═══ PASSAGE ═══

Coast IRB bows to FDA pressure on study approvals

by | 15th Apr 2009 | News

Colorado-based institutional review board (IRB) Coast has agreed not to approve any new clinical studies regulated by the US Food and Drug Administration, nor to add any new subjects to ongoing FDA-regulated studies.

Colorado-based institutional review board (IRB) Coast has agreed not to approve any new clinical studies regulated by the US Food and Drug Administration, nor to add any new subjects to ongoing FDA-regulated studies.

The action was taken in response to a warning letter from the US agency, which cited “serious concerns about the company’s ability to protect human subjects participating in clinical trials”. According to the FDA, Coast’s records indicate that the restrictions may affect some 300 active human research studies conducted by around 3,000 clinical investigators.

The agency will continue actively to monitor Coast and will “take appropriate action as necessary”, it added. The restrictions will stay in place “until the FDA is satisfied that Coast IRB has taken necessary corrective actions that bring it into compliance with FDA regulations designed to protect human research subjects”.

The IRB has informed clients that it is co-operating fully with the FDA and will provide the agency with a corrective action plan on or before 29 April 2009.

Only last week, Coast launched what it described as “immediate and sweeping” reforms of its management and operating procedures in an attempt to repair the damage from a hostile US Congressional hearing in March.

At the hearing on IRBs organised by the House Energy and Commerce Committee’s Oversight & Investigations Subcommittee, Coast was pilloried for having approved a trial protocol submitted for a fake and potentially dangerous medical device by a bogus company invented as part of a ‘sting’ operation by the US Government Accountability Office (GAO).

In evaluating the information provided by the GAO investigators, the FDA said, it determined that Coast had “violated several regulations intended to protect the rights and welfare of human research subjects in clinical trials and that the company failed to perform a robust review prior to approving the GAO study”.

═══ DATA ═══

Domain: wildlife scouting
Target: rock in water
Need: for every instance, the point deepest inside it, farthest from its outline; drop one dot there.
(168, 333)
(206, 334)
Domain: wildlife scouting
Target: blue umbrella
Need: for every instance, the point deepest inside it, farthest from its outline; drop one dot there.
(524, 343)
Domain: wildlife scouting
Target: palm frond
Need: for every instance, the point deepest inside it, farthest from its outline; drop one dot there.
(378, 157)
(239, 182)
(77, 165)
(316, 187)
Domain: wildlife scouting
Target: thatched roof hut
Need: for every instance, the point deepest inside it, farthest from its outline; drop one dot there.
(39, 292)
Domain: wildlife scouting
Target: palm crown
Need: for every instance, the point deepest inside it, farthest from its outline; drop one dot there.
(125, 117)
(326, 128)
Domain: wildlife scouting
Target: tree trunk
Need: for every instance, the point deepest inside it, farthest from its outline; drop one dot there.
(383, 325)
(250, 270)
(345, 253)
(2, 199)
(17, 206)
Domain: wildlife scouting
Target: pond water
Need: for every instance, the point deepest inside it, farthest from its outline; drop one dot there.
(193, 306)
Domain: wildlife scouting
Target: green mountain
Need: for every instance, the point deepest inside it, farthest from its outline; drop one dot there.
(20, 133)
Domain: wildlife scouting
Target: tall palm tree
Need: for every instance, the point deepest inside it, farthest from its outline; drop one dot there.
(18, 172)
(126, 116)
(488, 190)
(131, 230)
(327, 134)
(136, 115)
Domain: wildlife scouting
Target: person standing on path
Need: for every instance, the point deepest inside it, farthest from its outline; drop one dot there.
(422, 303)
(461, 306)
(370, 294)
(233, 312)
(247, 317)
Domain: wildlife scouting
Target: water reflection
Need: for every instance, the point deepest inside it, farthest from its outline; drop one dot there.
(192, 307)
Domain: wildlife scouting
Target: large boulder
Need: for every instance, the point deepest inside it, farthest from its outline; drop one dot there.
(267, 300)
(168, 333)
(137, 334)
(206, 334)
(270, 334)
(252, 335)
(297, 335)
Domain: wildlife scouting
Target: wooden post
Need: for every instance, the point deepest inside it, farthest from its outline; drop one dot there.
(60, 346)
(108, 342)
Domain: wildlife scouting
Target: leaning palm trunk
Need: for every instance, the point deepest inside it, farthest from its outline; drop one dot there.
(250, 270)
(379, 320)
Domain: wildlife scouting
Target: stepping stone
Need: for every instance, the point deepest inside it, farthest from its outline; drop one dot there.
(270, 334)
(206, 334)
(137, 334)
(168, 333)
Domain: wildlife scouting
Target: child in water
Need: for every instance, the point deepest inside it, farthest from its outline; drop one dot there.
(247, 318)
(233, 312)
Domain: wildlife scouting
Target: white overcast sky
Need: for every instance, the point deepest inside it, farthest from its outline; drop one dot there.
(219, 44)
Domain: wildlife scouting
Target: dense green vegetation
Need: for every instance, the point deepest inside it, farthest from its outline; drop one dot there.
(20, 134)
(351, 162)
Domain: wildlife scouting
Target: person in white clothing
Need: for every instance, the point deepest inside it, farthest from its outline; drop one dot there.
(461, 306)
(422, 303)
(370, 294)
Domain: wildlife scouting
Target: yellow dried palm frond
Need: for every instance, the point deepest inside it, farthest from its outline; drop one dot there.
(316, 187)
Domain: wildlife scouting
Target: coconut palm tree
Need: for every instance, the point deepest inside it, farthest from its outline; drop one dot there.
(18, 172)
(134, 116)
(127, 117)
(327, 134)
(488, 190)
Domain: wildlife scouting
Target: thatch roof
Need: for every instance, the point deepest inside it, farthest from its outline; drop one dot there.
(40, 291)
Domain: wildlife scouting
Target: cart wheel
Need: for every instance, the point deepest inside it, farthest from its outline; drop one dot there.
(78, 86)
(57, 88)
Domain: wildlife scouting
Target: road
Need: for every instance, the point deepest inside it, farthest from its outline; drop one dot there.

═══

> _TASK ITEM 1_
Decide whether each statement agrees with the Coast IRB article, answering yes or no and quoting the deciding words: (a) Coast will give the FDA a corrective action plan on or before 29 April 2009. (b) The restrictions may affect about 3,000 active human research studies. (c) The March hearing was organised by a Senate committee.
> _TASK ITEM 2_
Print the part of the Coast IRB article that begins at the words "The agency will" and stops after "29 April 2009.".
> _TASK ITEM 3_
According to the Coast IRB article, which agency ran the sting operation that invented a bogus company and a fake medical device?
Nothing in the saved entries is needed here.

> _RESPONSE 1_
(a) Yes: "will provide the agency with a corrective action plan on or before 29 April 2009"
(b) No: "some 300 active human research studies conducted by around 3,000 clinical investigators"
(c) No: "organised by the House Energy and Commerce Committee’s Oversight & Investigations Subcommittee"

> _RESPONSE 2_
The agency will continue actively to monitor Coast and will “take appropriate action as necessary”, it added. The restrictions will stay in place “until the FDA is satisfied that Coast IRB has taken necessary corrective actions that bring it into compliance with FDA regulations designed to protect human research subjects”.

The IRB has informed clients that it is co-operating fully with the FDA and will provide the agency with a corrective action plan on or before 29 April 2009.

> _RESPONSE 3_
The US Government Accountability Office (GAO).